:: Aufgabe 1 ::
In welchen Farben gibt es den Somerton Parka laut dem Interview unten?

Nach der Sache mit Ardour wusste ich jedenfalls, dass ich wieder sowas machen will, sobald die Zeit dafür reif ist. Und so hab ich allmählich damit angefangen, Creu zu entwickeln. Ich war schon immer ziemlich stolz auf meine Heimatstadt Newport in Wales. Die Umgebung, die Landschaft, die Working-Class-Kultur, in der ich aufgewachsen bin … daraus ziehe ich meine Inspiration und das wollte ich alles in meine Arbeit mit einfließen lassen. Newport ist eine traditionelle Arbeiterstadt mit einer großen industriellen Vergangenheit, schließlich war da mal einer der umtriebigsten Häfen Europas. Manch einer sagt vielleicht, dass die Stadt kränkelt und ihrer Chancen beraubt wurde, aber das sehe ich nicht so. Und Creu ist halt meine Art, den Stolz auf meine Heimatstadt zu feiern.

Apropos: Was heißt „Creu“ eigentlich? Das Internet sagt, das es das katalanische Wort für „Kreuz“ ist – aber nach alledem glaube ich eher, dass es irgendwas walisisches ist, oder?

Richtig, „creu“ ist ein walisisches Wort. Es bedeutet soviel wie „etwas erschaffen“. Über den Namen hab ich lange nachgedacht. Ich wollte, dass er das rüberbringt, was ich über das Waliser-Sein denke und was ich erreichen will. Ich denke, „Creu“ verbindet diese beiden Dinge perfekt miteinander.

Dein erstes Release ist der Somerton Parka. Kannst Du uns etwas über die Details der Jacke sagen?

Ich wollte was machen, das man das ganze Jahr über tragen kann, das funktional ist – und natürlich gut aussieht. Das Teil ist ziemlich großzügig geschnitten, so wie die alten Wetterjacken, die hier früher die Dockarbeiter anhatten. Um das ganze etwas zeitgemäßer zu machen, habe ich an den Details gearbeitet, etwa die linke Brusttasche um 90 Grad gedreht, damit man besser an sein Smartphone kommt. Die Jacke ist aus einem eher mittelschweren Canvas-Stoff. Der ist stabil, aber nicht zu steif, und er hält den Regen ab. Und weil ich auch gerne mal was buntes mache, hab ich mich bei den Farben für Sonnenblumengelb und Maulbeer-Lila entschieden. Denke, das knallt ziemlich und kam auch bei Facebook, Instagram und so super an. Dazu hat der Parka ein 60/40-Kontrastfutter und eine ordentliche große Kapuze – kann beides bei unserem Wetter hier nicht schaden. Der Name selbst übrigens kommt von der ursprünglichen Bezeichnung für den Bezirk Newport, „Somerton Park“.

:: Verfügbare Daten ::
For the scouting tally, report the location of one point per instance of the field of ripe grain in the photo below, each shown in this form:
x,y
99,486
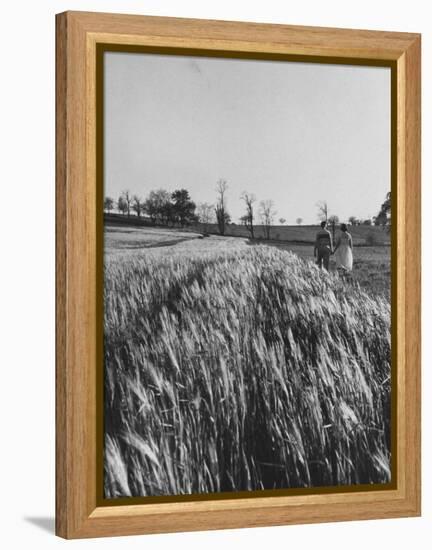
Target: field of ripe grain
x,y
233,367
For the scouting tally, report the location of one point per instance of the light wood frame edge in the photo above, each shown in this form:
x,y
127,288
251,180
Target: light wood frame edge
x,y
77,515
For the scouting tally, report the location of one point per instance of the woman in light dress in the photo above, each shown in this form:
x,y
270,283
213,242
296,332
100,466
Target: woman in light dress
x,y
343,251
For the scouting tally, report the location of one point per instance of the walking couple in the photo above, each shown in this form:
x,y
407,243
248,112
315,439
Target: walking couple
x,y
342,251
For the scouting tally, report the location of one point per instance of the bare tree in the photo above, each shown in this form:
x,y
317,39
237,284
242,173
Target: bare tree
x,y
127,199
248,219
322,210
267,213
108,204
157,205
205,214
222,216
137,205
122,205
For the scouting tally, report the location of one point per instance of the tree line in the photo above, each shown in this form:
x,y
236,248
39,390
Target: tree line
x,y
177,208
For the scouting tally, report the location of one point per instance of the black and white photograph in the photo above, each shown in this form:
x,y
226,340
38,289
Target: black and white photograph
x,y
247,275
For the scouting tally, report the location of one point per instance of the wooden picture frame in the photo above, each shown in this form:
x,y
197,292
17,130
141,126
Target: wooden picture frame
x,y
79,512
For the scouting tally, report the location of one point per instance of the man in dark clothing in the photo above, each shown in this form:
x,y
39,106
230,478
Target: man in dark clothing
x,y
323,246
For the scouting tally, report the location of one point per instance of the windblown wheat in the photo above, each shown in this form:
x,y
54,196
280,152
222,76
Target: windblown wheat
x,y
241,370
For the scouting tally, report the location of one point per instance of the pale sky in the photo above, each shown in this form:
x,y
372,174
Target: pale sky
x,y
296,133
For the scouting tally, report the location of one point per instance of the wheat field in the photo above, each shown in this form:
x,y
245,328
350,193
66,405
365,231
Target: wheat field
x,y
230,367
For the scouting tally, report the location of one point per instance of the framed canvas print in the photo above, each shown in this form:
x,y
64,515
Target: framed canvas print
x,y
238,274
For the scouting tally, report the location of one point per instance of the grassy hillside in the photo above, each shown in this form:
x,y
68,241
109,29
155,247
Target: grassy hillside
x,y
234,367
362,234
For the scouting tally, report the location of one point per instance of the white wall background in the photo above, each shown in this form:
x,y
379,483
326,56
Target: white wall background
x,y
27,270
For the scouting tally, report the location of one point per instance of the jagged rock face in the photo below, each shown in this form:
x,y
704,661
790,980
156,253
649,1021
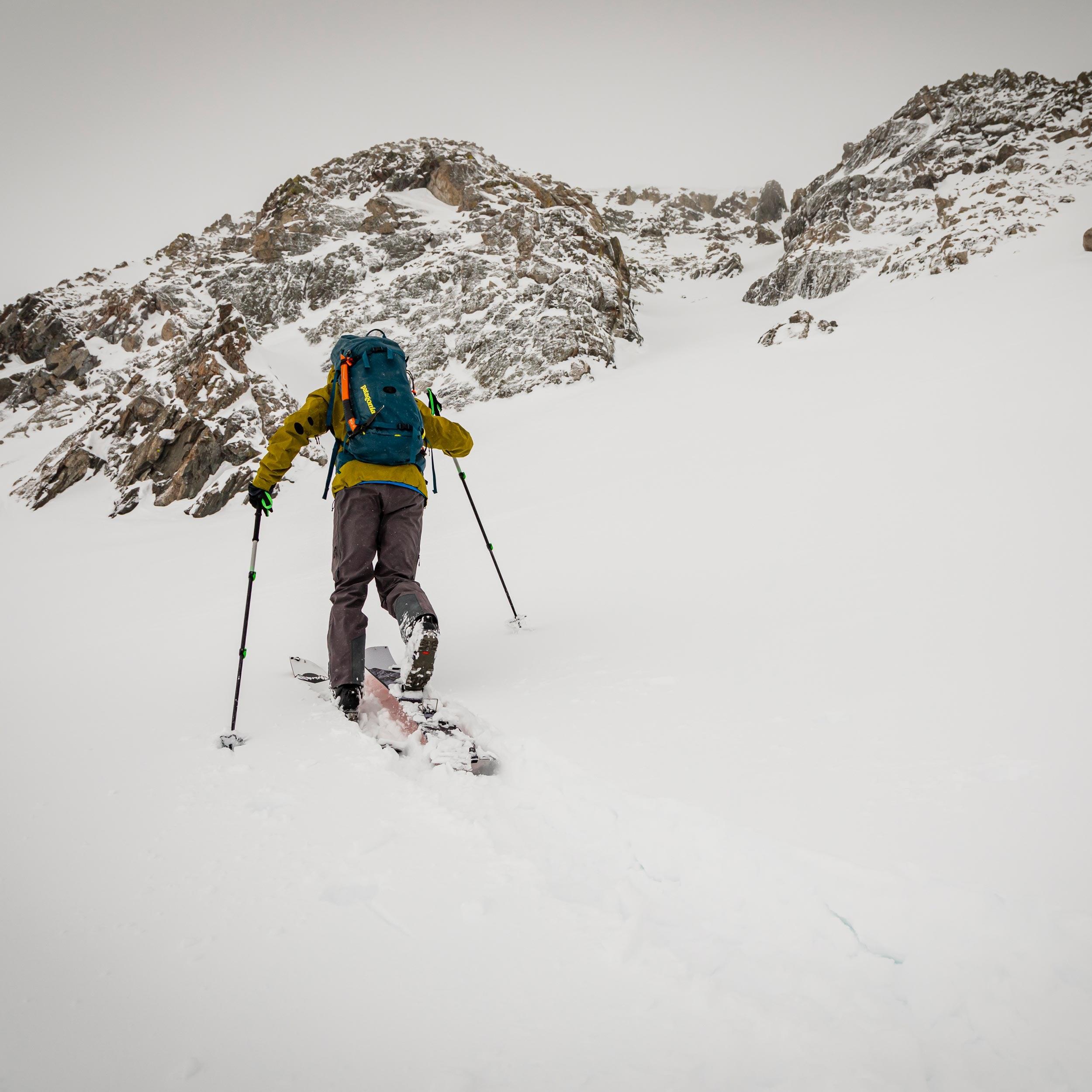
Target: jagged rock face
x,y
956,171
800,325
771,204
684,234
494,282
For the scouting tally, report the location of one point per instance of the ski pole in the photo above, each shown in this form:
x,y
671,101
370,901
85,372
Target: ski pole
x,y
516,617
232,741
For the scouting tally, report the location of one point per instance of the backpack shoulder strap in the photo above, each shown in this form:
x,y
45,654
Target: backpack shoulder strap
x,y
330,429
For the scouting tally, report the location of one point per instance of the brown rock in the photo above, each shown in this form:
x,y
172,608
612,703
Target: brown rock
x,y
213,501
70,361
453,184
73,468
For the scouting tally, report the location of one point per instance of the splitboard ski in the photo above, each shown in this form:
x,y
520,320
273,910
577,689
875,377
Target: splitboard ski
x,y
412,717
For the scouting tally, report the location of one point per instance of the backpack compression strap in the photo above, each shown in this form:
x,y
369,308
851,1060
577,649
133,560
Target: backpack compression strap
x,y
348,397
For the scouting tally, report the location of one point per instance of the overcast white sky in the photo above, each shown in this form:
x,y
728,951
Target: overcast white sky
x,y
126,123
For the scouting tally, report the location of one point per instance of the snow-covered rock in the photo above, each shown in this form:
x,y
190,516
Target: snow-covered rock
x,y
494,281
684,234
953,174
798,328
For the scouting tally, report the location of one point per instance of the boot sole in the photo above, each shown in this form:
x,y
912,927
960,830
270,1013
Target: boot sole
x,y
421,670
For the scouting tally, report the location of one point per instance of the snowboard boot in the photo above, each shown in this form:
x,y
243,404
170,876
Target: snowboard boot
x,y
348,697
422,635
421,652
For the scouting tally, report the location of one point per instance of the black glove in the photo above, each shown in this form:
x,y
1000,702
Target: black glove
x,y
263,499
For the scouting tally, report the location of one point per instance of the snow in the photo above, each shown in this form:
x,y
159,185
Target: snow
x,y
854,859
422,200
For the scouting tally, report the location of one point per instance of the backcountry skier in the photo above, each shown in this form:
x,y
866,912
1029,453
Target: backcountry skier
x,y
381,432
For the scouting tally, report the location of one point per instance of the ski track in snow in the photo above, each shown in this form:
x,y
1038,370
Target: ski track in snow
x,y
857,861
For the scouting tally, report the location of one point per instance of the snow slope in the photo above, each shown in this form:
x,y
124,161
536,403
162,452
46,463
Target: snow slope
x,y
796,755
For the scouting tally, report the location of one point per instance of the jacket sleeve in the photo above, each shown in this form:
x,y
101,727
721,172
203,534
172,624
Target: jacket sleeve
x,y
445,435
308,422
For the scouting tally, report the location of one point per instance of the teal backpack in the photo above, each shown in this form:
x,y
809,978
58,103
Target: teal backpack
x,y
383,422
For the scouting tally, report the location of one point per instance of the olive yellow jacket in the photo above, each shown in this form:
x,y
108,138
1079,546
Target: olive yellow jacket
x,y
311,421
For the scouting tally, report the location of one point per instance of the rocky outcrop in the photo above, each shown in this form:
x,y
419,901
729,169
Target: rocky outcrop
x,y
495,282
800,325
954,173
771,204
686,234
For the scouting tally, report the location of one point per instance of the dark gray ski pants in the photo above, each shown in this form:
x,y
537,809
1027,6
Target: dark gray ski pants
x,y
370,519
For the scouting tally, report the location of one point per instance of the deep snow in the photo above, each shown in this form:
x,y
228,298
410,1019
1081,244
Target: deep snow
x,y
795,741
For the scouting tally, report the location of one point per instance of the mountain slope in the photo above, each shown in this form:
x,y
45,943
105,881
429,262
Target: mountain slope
x,y
854,861
494,281
958,169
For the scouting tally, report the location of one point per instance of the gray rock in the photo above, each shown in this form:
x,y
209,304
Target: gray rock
x,y
771,204
971,135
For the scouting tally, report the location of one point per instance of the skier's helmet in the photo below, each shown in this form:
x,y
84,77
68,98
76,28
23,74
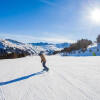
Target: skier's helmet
x,y
41,52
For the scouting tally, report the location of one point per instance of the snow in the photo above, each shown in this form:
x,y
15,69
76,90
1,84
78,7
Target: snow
x,y
69,78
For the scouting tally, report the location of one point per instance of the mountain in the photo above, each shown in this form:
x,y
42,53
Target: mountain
x,y
49,48
14,49
92,50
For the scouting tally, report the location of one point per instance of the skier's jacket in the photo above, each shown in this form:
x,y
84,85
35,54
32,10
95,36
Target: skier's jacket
x,y
43,58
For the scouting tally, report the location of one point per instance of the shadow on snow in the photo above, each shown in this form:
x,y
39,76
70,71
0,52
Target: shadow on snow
x,y
21,78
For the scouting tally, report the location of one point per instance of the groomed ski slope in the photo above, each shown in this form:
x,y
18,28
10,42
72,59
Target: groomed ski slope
x,y
69,78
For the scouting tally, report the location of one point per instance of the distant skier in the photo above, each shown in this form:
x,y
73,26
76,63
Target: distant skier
x,y
43,61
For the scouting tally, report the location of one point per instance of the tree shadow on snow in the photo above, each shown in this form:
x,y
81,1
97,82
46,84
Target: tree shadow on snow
x,y
21,78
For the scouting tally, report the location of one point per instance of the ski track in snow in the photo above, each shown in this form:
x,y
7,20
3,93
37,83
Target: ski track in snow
x,y
69,78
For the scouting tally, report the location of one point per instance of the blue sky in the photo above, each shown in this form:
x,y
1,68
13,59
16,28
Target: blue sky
x,y
48,20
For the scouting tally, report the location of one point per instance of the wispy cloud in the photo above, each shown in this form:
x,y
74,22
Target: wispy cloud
x,y
48,2
28,39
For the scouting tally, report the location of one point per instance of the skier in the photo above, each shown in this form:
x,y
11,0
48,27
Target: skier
x,y
43,61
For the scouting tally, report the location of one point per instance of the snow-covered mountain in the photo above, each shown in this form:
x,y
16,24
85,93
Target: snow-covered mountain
x,y
49,48
10,48
92,50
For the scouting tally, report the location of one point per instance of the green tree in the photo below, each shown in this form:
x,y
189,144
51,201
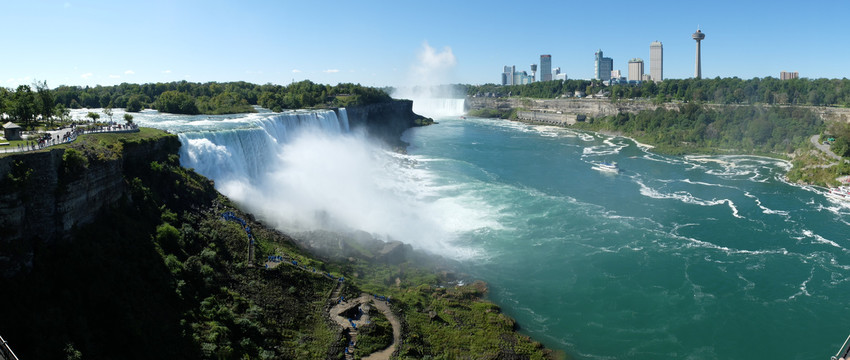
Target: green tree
x,y
62,113
134,104
23,107
108,112
176,102
45,102
93,115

:: Aufgabe 2 ::
Finde in den Datensätzen oben jede Zeile, die die Zeichenfolge „wooden“ enthält, und gib diese Zeilen wieder. Groß- und Kleinschreibung zählt.

:: Richtige Antwort 1 ::
In Sonnenblumengelb und Maulbeer-Lila.

:: Richtige Antwort 2 ::
For the scouting tally, report the location of one point per instance of the wooden picture frame in the photo above, each shown in this form:
Target: wooden picture frame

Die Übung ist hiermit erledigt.